Image-grounded pointing data
====
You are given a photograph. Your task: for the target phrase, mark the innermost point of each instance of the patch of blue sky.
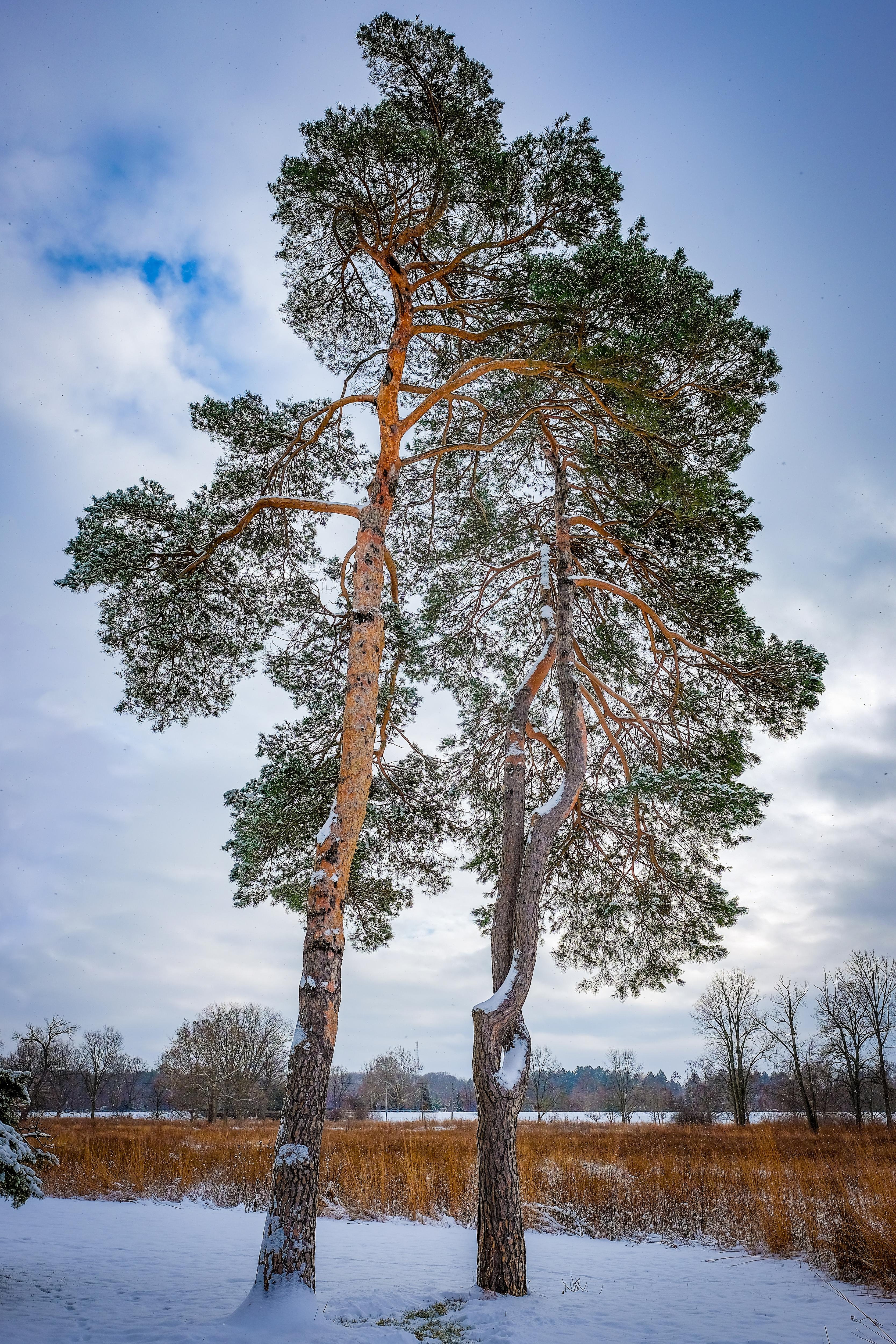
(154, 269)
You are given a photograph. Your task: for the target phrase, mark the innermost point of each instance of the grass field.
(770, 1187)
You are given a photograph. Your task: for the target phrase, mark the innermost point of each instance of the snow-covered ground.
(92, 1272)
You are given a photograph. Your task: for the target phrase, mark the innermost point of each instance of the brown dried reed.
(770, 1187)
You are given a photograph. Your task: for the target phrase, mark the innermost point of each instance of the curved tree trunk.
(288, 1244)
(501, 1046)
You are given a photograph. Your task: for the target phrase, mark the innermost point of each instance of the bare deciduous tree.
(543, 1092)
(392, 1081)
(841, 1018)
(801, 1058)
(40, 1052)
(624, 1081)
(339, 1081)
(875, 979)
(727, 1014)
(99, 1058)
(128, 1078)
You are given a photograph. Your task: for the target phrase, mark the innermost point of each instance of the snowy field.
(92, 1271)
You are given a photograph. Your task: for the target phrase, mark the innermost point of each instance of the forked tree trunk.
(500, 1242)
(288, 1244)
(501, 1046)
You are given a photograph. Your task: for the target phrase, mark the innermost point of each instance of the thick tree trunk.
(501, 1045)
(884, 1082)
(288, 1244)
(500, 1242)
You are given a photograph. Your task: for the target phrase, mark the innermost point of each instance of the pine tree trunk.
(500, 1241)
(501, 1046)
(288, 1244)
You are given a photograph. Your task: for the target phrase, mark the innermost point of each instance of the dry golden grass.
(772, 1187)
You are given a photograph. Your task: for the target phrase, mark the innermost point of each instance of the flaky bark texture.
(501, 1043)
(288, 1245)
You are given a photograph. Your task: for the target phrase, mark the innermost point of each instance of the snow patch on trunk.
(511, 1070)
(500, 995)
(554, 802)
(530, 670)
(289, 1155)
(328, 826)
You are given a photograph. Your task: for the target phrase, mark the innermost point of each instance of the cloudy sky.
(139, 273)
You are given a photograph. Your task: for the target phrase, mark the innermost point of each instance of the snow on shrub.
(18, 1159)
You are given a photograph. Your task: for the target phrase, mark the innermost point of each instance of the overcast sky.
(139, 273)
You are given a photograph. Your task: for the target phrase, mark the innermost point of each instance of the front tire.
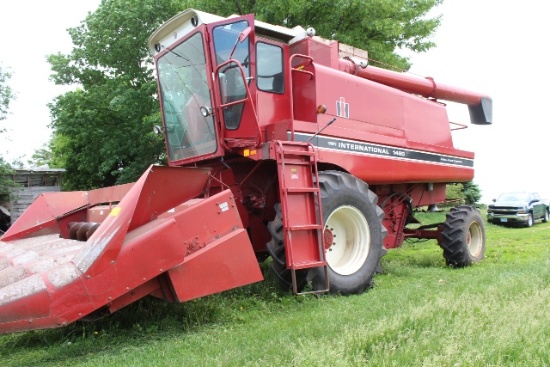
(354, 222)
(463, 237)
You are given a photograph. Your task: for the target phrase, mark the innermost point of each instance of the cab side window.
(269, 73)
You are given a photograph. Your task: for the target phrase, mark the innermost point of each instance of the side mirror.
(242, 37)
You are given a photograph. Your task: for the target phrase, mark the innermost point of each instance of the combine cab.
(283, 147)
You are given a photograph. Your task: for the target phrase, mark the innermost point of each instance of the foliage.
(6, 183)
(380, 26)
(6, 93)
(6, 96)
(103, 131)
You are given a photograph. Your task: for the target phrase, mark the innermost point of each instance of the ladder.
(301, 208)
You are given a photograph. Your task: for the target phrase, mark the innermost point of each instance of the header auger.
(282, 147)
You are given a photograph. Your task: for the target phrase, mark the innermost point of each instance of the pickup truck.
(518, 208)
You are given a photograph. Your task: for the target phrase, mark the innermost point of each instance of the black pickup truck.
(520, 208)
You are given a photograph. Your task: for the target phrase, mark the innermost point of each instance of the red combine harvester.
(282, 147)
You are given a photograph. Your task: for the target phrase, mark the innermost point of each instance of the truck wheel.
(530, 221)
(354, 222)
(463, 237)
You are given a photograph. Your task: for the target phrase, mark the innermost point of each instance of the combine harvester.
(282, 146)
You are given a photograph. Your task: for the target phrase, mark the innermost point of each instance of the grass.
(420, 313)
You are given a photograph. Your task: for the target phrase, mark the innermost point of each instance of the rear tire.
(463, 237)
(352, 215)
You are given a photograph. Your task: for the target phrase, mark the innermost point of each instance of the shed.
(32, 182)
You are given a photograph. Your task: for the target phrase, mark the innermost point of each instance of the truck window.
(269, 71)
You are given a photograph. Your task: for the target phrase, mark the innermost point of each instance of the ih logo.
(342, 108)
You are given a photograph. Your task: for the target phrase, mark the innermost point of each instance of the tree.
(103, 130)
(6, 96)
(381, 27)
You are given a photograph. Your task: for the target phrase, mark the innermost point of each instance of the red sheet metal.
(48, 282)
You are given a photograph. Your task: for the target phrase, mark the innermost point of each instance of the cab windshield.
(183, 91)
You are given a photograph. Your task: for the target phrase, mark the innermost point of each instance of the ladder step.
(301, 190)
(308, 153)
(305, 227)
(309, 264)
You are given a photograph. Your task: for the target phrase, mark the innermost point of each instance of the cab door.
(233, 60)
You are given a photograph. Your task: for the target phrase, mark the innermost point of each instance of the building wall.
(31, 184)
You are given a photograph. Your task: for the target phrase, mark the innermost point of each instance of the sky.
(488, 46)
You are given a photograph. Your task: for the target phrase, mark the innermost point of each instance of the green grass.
====
All records above must be copied exactly, though the pictures they hold are to be left out.

[Reply to the task]
You are given a photograph. Your task: for the target phrase, mark the innermost point of each instance of the patch of blue sky.
(154, 269)
You are given a photograph. Your task: for the target phrase, mark the innermost point of each instance of the grass field.
(770, 1187)
You are given a photograph. Your task: for the target phrase, mark the innermost point of each instance of the snow-covered ground.
(92, 1272)
You are given a photograph. Your task: for the target phrase, mark the innermost point of each instance of the brown dried reed.
(770, 1187)
You are given a photograph. Your task: for the target phrase, mark the innermost point of each instance of the curved tree trunk.
(288, 1244)
(501, 1046)
You are given a photograph. Your task: for the target phrase, mark the innermost point of each instance of the bare deciduous tree.
(543, 1092)
(392, 1081)
(841, 1018)
(801, 1058)
(40, 1052)
(624, 1081)
(339, 1081)
(875, 979)
(727, 1014)
(99, 1058)
(128, 1078)
You are given a photograph. Your task: for the target phrase, mark the innermost point of each instance of the snowy field.
(92, 1271)
You are given a photograph. Your task: for the target phrase, mark the innermost point of each instance of the forked tree trunk.
(500, 1242)
(288, 1244)
(501, 1046)
You are given a photograph. Your task: for the target phrase, mark the innermost point of each instance of the thick tree trunk.
(501, 1045)
(884, 1082)
(288, 1244)
(500, 1242)
You are given a photograph. Your task: for the target phrase, mark the innermost point of each instance of the pine tree trunk.
(500, 1241)
(501, 1046)
(288, 1244)
You are given a photograph. Your task: for the target phrase, mark the innermost point of each instance of the dry golden grass.
(772, 1187)
You are given a photograph. Your task: for the target phrase, mark the innermost point of each instance of the flaky bark texture.
(501, 1043)
(288, 1245)
You are given a photograph. Your task: for the target phrase, mark the innermost point of each instance of the snow patch on trunk.
(511, 1070)
(500, 995)
(554, 802)
(530, 670)
(289, 1155)
(328, 826)
You are given a photograph. Your task: for the target phrase, mark the innermost point of each instance of the cloudy sky.
(139, 273)
You are given a photograph. Your task: for the target phrase, mark the innermost point of each instance of the snow on shrub.
(18, 1159)
You are given a photograph. Your task: for the target phrase, mark the innermost point of each instance of the overcast sky.
(139, 273)
You are given a photograph. Your task: for the target phrase, mark the innermost point of each instance of the front tire.
(354, 222)
(463, 237)
You are given a photograph. Your task: for the target phrase, mark the innermost point of each instance of the cab side window.
(269, 73)
You are given a photograph. Your task: for the target phrase, mark the innermost point of each instance of the side mirror.
(242, 37)
You are given a photograph. Your task: for the target phrase, mark the innermost point of each instance of the combine cab.
(283, 147)
You are given a photograph. Your task: for the target phrase, mark the innermost point of each instance of the foliage.
(6, 183)
(380, 26)
(6, 93)
(6, 96)
(103, 131)
You are given a photograph. Your task: for the target phrase, mark the innermost point of each instance of the ladder.
(301, 208)
You are given a photograph. Your task: for the target phrase, mark the innermost point of each instance of the header auger.
(282, 147)
You are given a photograph. Your task: for the target phrase, mark the innermost point of each instance of the pickup truck.
(518, 208)
You are given a photograph. Your task: for the target phrase, mark the innermost point of each instance of the black pickup truck.
(520, 208)
You are given a photograph. Your task: for the target phrase, mark the innermost point of each instance of the red combine harvester.
(282, 147)
You are given a photograph. Your task: for the target phrase, mark the innermost point of each instance of the truck wheel.
(530, 221)
(354, 222)
(463, 237)
You are given a photograph. Your task: for the target phrase, mark the innermost point of each instance of the combine harvester.
(282, 146)
You are given a photograph. Your task: for the target phrase, mark the innermost point of each instance of the grass.
(420, 313)
You are given a photograph. Your task: for the target phrase, mark the innermost point of each instance of the rear tire.
(463, 237)
(352, 215)
You are given a photograph. Your task: for the target phrase, mark the innermost point of each instance of the shed.
(32, 182)
You are given a photograph. Your task: for the target phrase, mark the innermost point of each instance of the truck window.
(269, 71)
You are given a photograph. Your task: for the target phrase, mark the innermost point of each instance of the ih logo.
(342, 108)
You are given a photograph. Your task: for the target phrase, mark the innermost point of each instance of the tree.
(103, 130)
(6, 96)
(381, 27)
You are given a photograph. Your task: for the target phrase, mark the innermost point of each instance of the red sheet metal.
(48, 282)
You are given a photograph. Your task: for the target phrase, mark the innermost point of each instance of the cab windshield.
(183, 91)
You are given a photograph. Your task: for the target phrase, mark the innermost point of each instance of the ladder step.
(301, 190)
(308, 153)
(305, 227)
(309, 264)
You are given a photograph. Your task: for the target phrase, mark the innermost point of each instance of the cab door.
(233, 60)
You are given a photograph. Your task: for the target phrase, mark the innermost point of each instance of the building wall.
(31, 184)
You are given a photograph. Your task: for the target phrase, mark the innermost point of each instance of the sky.
(488, 46)
You are given a photograph. Your task: for the target phrase, mark the innermost point of each instance of the green grass.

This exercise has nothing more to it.